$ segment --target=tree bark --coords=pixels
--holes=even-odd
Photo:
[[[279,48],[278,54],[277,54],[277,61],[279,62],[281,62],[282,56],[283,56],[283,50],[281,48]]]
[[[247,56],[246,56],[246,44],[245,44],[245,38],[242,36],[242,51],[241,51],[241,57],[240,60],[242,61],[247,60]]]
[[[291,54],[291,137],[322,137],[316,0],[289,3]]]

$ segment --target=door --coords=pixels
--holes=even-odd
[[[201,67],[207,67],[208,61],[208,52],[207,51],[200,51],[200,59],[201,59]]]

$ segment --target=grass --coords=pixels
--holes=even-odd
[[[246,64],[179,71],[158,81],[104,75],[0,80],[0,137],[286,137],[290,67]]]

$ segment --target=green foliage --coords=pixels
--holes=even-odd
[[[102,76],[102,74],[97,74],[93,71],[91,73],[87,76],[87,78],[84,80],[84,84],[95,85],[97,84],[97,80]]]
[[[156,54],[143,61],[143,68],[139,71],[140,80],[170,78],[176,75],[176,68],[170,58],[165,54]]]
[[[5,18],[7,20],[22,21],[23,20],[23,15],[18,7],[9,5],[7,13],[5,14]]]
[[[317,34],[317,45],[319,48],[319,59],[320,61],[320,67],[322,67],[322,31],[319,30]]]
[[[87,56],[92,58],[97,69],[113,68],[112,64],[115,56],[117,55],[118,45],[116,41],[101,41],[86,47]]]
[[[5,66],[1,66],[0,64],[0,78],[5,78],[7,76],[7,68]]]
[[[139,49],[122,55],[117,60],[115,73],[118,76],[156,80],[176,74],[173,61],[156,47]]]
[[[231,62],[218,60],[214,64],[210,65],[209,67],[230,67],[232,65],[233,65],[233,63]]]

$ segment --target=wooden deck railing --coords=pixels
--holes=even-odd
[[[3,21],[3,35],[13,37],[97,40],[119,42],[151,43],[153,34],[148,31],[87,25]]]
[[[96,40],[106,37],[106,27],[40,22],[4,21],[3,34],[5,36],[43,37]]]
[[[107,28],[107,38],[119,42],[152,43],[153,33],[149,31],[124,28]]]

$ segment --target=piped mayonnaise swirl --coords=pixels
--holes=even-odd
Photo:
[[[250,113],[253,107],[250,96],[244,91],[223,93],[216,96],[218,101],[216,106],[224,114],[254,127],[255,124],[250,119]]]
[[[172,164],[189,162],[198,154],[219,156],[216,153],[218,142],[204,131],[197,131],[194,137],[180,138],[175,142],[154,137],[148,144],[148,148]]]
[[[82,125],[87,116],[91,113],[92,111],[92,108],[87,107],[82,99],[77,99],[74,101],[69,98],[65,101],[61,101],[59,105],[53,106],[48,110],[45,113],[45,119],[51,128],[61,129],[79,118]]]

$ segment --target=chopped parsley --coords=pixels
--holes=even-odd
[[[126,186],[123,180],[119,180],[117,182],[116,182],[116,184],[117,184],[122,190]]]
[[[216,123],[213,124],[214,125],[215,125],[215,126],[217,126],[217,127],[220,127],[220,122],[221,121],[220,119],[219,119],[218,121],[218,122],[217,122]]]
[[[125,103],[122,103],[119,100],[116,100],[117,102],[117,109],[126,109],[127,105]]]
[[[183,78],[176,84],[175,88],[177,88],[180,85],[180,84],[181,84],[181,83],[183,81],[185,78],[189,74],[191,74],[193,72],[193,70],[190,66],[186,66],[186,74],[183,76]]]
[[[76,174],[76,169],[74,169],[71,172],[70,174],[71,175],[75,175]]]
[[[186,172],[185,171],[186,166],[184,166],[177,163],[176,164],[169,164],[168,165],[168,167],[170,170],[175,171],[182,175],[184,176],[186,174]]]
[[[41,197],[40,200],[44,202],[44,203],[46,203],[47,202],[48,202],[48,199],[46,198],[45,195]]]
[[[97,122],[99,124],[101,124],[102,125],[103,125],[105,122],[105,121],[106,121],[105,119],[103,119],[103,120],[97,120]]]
----
> _TASK TO COMPLETE_: Can you output every one of these entries as a two-column CSV with the header row command,polygons? Give one row per entry, with the entry's text in the first field and its answer in the second, each field in double quotes and with line breaks replaced by spaces.

> _FINAL RESULT_:
command,polygons
"$ segment --target=tree bark --coords=pixels --holes=even-odd Photo:","[[[279,48],[278,54],[277,54],[277,61],[279,62],[281,62],[282,56],[283,56],[283,50],[281,48]]] [[[247,56],[246,56],[246,44],[245,44],[245,38],[242,36],[242,51],[241,51],[241,57],[240,60],[242,61],[247,60]]] [[[291,54],[291,137],[322,137],[316,0],[289,3]]]"
"$ segment --target=door --coords=pixels --holes=even-odd","[[[201,67],[207,67],[208,61],[208,52],[207,51],[200,51],[200,59],[201,59]]]"
"$ segment --target=grass --coords=pixels --holes=even-odd","[[[246,64],[179,71],[158,81],[104,75],[0,80],[0,137],[286,137],[290,67]]]"
"$ segment --target=green foliage --coords=pixels --holes=even-odd","[[[102,76],[102,74],[97,74],[93,71],[91,73],[87,76],[87,78],[84,80],[84,84],[95,85],[97,84],[97,80]]] [[[156,54],[143,61],[143,68],[139,71],[140,80],[170,78],[176,75],[176,68],[170,58],[165,54]]] [[[5,18],[7,20],[22,21],[23,20],[23,15],[18,7],[9,5],[7,13],[5,14]]] [[[317,34],[317,45],[319,48],[319,59],[320,61],[320,67],[322,67],[322,31],[319,30]]] [[[87,56],[92,58],[97,69],[113,68],[112,64],[115,56],[117,55],[118,45],[116,41],[101,41],[86,47]]] [[[5,66],[1,66],[0,64],[0,78],[5,78],[7,76],[7,68]]] [[[139,49],[122,55],[117,60],[115,73],[118,76],[156,80],[176,74],[173,61],[156,47]]] [[[231,62],[218,60],[214,64],[210,65],[209,67],[230,67],[232,65],[233,65],[233,63]]]"
"$ segment --target=wooden deck railing --coords=pixels --holes=even-odd","[[[3,21],[3,35],[13,37],[97,40],[119,42],[151,43],[153,34],[148,31],[87,25]]] [[[96,40],[106,37],[106,27],[40,22],[4,21],[3,34],[5,36],[43,37]]] [[[107,28],[107,38],[119,42],[152,43],[153,33],[149,31],[124,28]]]"
"$ segment --target=piped mayonnaise swirl --coords=pixels --holes=even-odd Photo:","[[[250,113],[253,107],[250,96],[244,91],[223,93],[216,96],[218,101],[216,106],[224,114],[254,127],[255,124],[250,119]]] [[[172,164],[189,162],[198,154],[219,156],[216,153],[218,142],[204,131],[197,131],[194,137],[180,138],[175,142],[154,137],[148,144],[148,148]]] [[[82,125],[87,116],[91,113],[92,111],[92,108],[87,107],[82,99],[77,99],[74,101],[69,98],[65,101],[61,101],[59,105],[53,106],[48,110],[45,113],[45,119],[51,128],[61,129],[79,118]]]"
"$ segment --target=chopped parsley --coords=pixels --holes=even-odd","[[[126,186],[123,180],[119,180],[117,182],[116,182],[116,184],[117,184],[122,190]]] [[[216,123],[213,124],[214,125],[215,125],[215,126],[217,126],[217,127],[220,127],[220,122],[221,121],[220,119],[219,119],[218,121],[218,122],[217,122]]] [[[125,103],[122,103],[119,100],[116,100],[117,102],[117,109],[126,109],[127,105]]] [[[183,78],[176,84],[175,88],[177,88],[180,85],[180,84],[181,84],[181,83],[183,81],[185,78],[189,74],[191,74],[193,72],[193,70],[190,66],[186,66],[186,74],[183,76]]] [[[76,174],[76,169],[74,169],[71,172],[70,174],[71,175],[75,175]]] [[[186,172],[185,171],[186,166],[184,166],[177,163],[176,164],[169,164],[168,165],[168,167],[170,170],[175,171],[182,175],[184,176],[186,174]]] [[[41,197],[40,200],[44,202],[44,203],[46,203],[47,202],[48,202],[48,199],[46,198],[45,195]]] [[[97,122],[99,124],[101,124],[102,125],[103,125],[105,122],[105,121],[106,121],[105,119],[103,119],[103,120],[97,120]]]"